# Material shown
# # # # # # #

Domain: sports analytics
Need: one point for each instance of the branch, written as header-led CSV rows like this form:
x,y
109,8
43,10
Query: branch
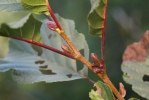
x,y
77,55
44,46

# # # # # # #

# Aim of the exercise
Write out the full listing verbatim, excluding its pictures.

# Answer space
Domain: sports analytics
Need: one point for each instance of the branch, written as header-led CSV rows like this form:
x,y
109,8
43,10
Query: branch
x,y
77,55
44,46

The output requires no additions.